Directions: Put every line of the records below into a Markdown table with the columns Row and Line, numbering the rows and leaving out blank lines.
+ + + +
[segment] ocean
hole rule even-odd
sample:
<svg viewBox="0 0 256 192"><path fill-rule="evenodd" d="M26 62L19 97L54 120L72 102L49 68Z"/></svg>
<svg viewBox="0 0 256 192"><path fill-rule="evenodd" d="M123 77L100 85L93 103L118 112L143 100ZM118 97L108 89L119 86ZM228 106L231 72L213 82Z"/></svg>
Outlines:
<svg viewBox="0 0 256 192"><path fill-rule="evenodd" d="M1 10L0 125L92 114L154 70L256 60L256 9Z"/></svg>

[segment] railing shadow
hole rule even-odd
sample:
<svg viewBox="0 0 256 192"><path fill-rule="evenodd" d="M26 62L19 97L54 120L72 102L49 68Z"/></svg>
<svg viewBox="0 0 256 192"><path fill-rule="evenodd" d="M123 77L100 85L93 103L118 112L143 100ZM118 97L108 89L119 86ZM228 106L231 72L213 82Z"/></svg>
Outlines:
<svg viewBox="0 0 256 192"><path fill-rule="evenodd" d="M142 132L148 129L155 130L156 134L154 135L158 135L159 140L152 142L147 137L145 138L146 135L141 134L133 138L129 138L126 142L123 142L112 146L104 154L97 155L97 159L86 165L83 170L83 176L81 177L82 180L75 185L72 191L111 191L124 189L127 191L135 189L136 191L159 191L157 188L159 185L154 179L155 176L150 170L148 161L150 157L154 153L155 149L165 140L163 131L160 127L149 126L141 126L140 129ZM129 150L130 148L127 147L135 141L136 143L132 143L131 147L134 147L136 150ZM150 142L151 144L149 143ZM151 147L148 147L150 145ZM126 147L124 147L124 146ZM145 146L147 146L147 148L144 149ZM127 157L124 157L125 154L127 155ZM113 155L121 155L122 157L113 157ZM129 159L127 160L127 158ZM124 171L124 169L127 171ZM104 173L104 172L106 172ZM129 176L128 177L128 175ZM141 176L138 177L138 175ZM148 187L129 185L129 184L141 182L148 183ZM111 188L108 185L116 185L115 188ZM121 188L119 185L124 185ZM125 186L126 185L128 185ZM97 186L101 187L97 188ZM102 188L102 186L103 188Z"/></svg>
+ + + +
Solution to this task:
| Row | Line |
|---|---|
| 1 | [segment] ocean |
| 2 | hole rule even-odd |
| 3 | sample: |
| 4 | <svg viewBox="0 0 256 192"><path fill-rule="evenodd" d="M26 62L19 97L54 120L72 102L49 68Z"/></svg> |
| 5 | <svg viewBox="0 0 256 192"><path fill-rule="evenodd" d="M123 77L100 85L93 103L118 112L143 100ZM118 97L108 89L119 86ZM228 106L231 72L213 82Z"/></svg> |
| 6 | Outlines: |
| 7 | <svg viewBox="0 0 256 192"><path fill-rule="evenodd" d="M1 10L0 125L92 114L154 70L256 60L256 9Z"/></svg> |
| 8 | [segment] railing shadow |
| 9 | hole rule even-odd |
| 10 | sample: |
| 11 | <svg viewBox="0 0 256 192"><path fill-rule="evenodd" d="M26 62L19 97L54 120L72 102L49 68Z"/></svg> |
| 12 | <svg viewBox="0 0 256 192"><path fill-rule="evenodd" d="M123 77L100 85L93 103L118 112L143 100ZM118 97L108 89L119 86ZM228 106L231 72L213 82Z"/></svg> |
| 13 | Outlines: |
| 14 | <svg viewBox="0 0 256 192"><path fill-rule="evenodd" d="M142 132L148 129L155 130L156 134L154 135L158 135L159 140L152 142L147 137L145 138L146 135L141 134L133 138L129 138L126 142L123 142L112 146L104 154L97 155L97 159L86 165L83 170L83 176L81 177L82 180L75 185L72 191L111 191L124 189L127 191L135 189L136 191L159 191L157 188L159 185L154 179L155 176L150 170L148 161L150 157L154 153L155 149L165 140L163 131L160 127L149 126L141 126L140 129ZM129 150L130 148L127 147L135 141L136 143L132 143L131 147L134 147L136 150ZM150 142L151 144L149 143ZM151 147L148 147L150 145ZM126 147L124 147L124 146ZM145 146L147 146L147 148L144 149ZM127 157L124 157L125 154L127 155ZM113 155L121 155L122 157L113 157ZM129 159L127 160L127 158ZM124 171L124 169L127 171ZM104 173L104 172L106 172ZM129 176L128 177L128 175ZM141 176L138 177L138 175ZM148 187L129 185L129 184L141 182L148 183ZM111 188L108 185L116 185L115 188ZM121 188L119 185L124 185ZM125 186L126 185L128 185ZM97 186L101 187L97 188ZM102 188L102 186L103 188Z"/></svg> |